- The Washington Times - Wednesday, May 31, 2006

The summer travel season looks great for airlines trying to make a buck but more dicey for their customers who want to travel quickly and easily to their destinations, said Marion Blakey, administrator of the Federal Aviation Administration.

Delays are more likely this summer than last year, and packed airplanes flying with full loads will make it difficult for passengers to re-book flights if they miss connections.

“Delays are slightly worse, but pressure is much higher,” Mrs. Blakey said in an interview with editors and reporters at The Washington Times yesterday.

She cautioned travelers to “fly early, take a carry-on.”

Airlines are filling an average of about 85 percent of their seats with passengers. However, the average is skewed by late-night “red-eye” flights that carry the fewest passengers, Mrs. Blakey said. Most other flights are operating with the seats close to 100 percent filled.

“It is extremely tight,” she said.

The number of passengers has increased to levels not seen since before the September 11, 2001, terrorist attacks. About 207 million passengers are expected to ride U.S. airlines this summer, according to the Air Transport Association, an industry trade group.

Passengers who get bumped because their flights are overbooked might have long waits for other flights, Mrs. Blakey said.

“There are no backups; there’s no other flight,” she said.

Some customer-service problems will be hard for airlines to avoid because their efforts to keep their businesses afloat have forced them to try to do more with fewer routes, employees and airplanes.

Airlines have eliminated about 153,000 jobs in the past five years in a drive toward efficiency, many of them among ticket agents, flight attendants and other customer-service personnel. They also eliminated unprofitable routes and scaled back the least profitable ones.

“They’re doing what makes sense,” Mrs. Blakey said. “They’re taking out the excess capacity. The industry is getting healthier.”

Whatever happens with customer service and delays, the FAA has ensured that safety will not suffer, she said. Airlines continue to be subject to regulations with safety and operational requirements.

Industry officials say airlines are ready for a large number of summer travelers, but only if the airlines can avoid bad weather and interruptions in service.

“We expect a record summer,” said David Castelveter, Air Transport Association spokesman. “When there is weather this summer, it’s going to be a mess.”

The FAA has prepared for bad weather this summer with new regulations that allow airplanes to fly around storm cells rather than being grounded until the storms pass.

■ Questions to answer ■
**a.** In the airline summer travel article, how many passengers does the Air Transport Association expect to ride U.S. airlines this summer?
**b.** Carry the airline summer travel article forward from its final sentence.

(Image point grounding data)
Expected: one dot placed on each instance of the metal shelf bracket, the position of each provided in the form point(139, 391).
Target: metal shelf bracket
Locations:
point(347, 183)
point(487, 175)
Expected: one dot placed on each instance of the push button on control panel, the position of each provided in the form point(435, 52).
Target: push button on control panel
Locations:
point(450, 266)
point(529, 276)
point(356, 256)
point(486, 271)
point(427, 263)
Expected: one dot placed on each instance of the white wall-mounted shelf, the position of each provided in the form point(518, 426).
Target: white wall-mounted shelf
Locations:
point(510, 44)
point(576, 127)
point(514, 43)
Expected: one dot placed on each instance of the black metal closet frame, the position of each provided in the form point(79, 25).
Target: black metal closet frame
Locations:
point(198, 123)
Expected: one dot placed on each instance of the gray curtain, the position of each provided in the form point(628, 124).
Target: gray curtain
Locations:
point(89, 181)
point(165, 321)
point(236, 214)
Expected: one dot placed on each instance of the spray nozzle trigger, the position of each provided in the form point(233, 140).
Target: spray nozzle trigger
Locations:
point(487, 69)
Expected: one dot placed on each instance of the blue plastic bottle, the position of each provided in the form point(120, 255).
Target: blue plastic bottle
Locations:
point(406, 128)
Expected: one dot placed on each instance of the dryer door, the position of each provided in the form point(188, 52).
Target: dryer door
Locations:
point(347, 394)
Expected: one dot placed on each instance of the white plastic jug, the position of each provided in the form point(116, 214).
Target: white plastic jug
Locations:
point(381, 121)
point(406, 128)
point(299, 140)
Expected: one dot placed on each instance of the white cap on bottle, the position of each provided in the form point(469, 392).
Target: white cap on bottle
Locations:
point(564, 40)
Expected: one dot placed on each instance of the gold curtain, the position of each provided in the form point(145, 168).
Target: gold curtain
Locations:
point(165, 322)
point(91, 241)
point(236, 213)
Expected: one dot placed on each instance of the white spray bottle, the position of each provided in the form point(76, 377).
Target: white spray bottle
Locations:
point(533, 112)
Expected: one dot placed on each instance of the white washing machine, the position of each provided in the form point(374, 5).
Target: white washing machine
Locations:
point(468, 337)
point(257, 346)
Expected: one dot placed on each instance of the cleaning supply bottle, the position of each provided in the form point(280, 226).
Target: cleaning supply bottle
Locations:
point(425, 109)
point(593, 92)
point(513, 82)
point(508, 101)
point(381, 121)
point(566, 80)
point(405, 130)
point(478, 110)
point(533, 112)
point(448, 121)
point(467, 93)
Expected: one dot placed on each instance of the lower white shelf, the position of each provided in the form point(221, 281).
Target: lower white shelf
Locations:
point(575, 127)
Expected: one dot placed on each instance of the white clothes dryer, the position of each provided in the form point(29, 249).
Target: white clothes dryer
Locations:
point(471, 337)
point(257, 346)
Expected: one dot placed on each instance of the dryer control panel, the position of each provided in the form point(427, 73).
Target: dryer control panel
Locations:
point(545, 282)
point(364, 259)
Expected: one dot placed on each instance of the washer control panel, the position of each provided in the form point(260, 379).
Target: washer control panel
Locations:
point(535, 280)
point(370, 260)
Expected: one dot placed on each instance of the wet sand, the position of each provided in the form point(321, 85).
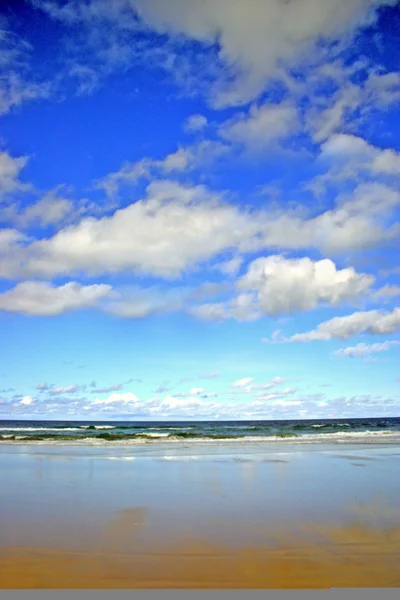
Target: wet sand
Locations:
point(237, 517)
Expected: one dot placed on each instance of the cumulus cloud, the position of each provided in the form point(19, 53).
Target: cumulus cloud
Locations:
point(294, 285)
point(26, 401)
point(196, 391)
point(115, 401)
point(346, 147)
point(67, 389)
point(44, 299)
point(51, 209)
point(362, 350)
point(195, 123)
point(10, 169)
point(242, 382)
point(262, 126)
point(209, 375)
point(255, 39)
point(374, 322)
point(173, 228)
point(106, 390)
point(176, 227)
point(130, 173)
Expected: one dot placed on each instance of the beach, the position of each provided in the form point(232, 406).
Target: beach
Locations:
point(286, 515)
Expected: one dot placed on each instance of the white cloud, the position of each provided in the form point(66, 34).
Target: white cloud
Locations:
point(130, 173)
point(117, 401)
point(209, 375)
point(173, 228)
point(374, 322)
point(345, 147)
point(242, 382)
point(361, 350)
point(255, 39)
point(293, 285)
point(26, 401)
point(67, 389)
point(10, 169)
point(262, 126)
point(195, 123)
point(196, 391)
point(231, 266)
point(387, 291)
point(176, 227)
point(44, 299)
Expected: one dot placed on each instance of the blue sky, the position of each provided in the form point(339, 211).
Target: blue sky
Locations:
point(199, 209)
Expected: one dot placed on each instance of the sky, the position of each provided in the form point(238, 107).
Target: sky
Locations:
point(199, 209)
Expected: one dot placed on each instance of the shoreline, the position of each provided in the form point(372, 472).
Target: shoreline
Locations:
point(221, 516)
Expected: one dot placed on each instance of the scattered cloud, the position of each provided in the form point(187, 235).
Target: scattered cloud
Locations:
point(195, 123)
point(261, 127)
point(106, 390)
point(293, 285)
point(67, 389)
point(242, 382)
point(374, 322)
point(44, 299)
point(210, 375)
point(365, 350)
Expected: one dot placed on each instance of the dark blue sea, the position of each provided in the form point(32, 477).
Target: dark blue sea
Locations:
point(130, 432)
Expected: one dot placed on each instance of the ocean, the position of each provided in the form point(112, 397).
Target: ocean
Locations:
point(200, 432)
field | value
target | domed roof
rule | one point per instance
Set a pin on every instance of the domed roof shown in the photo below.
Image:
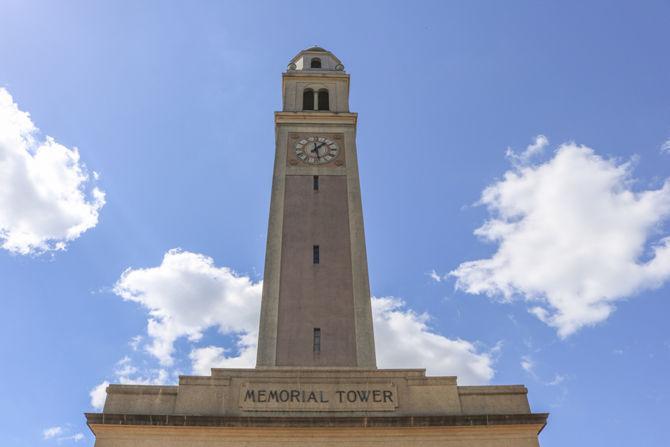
(317, 49)
(329, 60)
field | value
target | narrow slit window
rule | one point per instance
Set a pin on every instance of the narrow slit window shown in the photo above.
(317, 339)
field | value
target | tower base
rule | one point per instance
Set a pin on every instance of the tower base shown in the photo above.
(316, 406)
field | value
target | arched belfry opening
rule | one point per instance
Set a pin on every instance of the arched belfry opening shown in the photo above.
(308, 99)
(323, 99)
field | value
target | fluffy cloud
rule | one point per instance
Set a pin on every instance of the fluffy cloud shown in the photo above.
(44, 203)
(203, 359)
(532, 150)
(404, 340)
(573, 238)
(186, 295)
(52, 432)
(98, 395)
(665, 147)
(59, 433)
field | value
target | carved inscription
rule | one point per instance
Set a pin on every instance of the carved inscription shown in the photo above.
(318, 397)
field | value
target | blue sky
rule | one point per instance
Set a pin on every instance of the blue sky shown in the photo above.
(170, 105)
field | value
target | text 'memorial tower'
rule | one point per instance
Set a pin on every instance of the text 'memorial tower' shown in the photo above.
(316, 294)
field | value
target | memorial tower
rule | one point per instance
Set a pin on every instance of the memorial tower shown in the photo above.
(316, 381)
(316, 294)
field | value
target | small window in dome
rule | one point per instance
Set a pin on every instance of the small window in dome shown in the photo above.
(308, 99)
(323, 100)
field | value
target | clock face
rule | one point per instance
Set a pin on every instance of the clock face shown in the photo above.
(316, 150)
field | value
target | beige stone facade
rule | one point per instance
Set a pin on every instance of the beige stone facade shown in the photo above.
(322, 406)
(299, 395)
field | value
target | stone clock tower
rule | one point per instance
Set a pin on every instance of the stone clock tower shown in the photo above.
(316, 380)
(316, 294)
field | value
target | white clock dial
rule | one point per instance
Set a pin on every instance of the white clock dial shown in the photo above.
(316, 150)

■ Responses in order ■
**a.** About 207 million

**b.**
Limitations of the air-traffic-control system create a further obstacle to smooth travel, Mr. Castelveter said. He described it as outdated and stretched to its capacity.

“It’s 1950s technology,” Mr. Castelveter said. “Airlines still rely on voice control to get them from Point A to Point B. We have an enormously strained air-traffic-control system that needs to be replaced.”

Mrs. Blakey said the FAA hopes to make greater use of satellite navigation and software that optimizes flight efficiency to replace the eyes and ears of air-traffic controllers.

The agency plans to begin testing one of the new systems, called the Airspace Flow Program, next week at East Coast airports. It is designed to guide pilots along the most direct flight paths to their destinations, cutting flight times and fuel use.

A consortium of telecommunications companies this month completed installation of another technology upgrade at Hartsfield-Jackson Atlanta International Airport. It includes 120 telecommunications services in the airport’s new 398-foot control tower to automate operations formerly performed by air-traffic controllers.

The same system has been installed in Palm Beach, Fla.; Denver; Minneapolis; and Albuquerque, N.M.

FAA officials admit that the current air-traffic-control system is outdated but say their budget restricts their ability to add the satellite navigation systems they seek.

“We’re in the 21st century, and you can’t hide the fact that we don’t have a 21st-century system,” said Geoff Basye, FAA spokesman.

The FAA is operating with a $14.1 billion federal subsidy this fiscal year, about 60 percent of it consumed by labor costs.

The FAA has reached an impasse in its labor contract negotiations with the National Air Traffic Controllers Association, the union for the nation’s air-traffic controllers.

The FAA on April 5 asked Congress to intervene in the dispute but still is awaiting legislative action. The labor contract expired in September.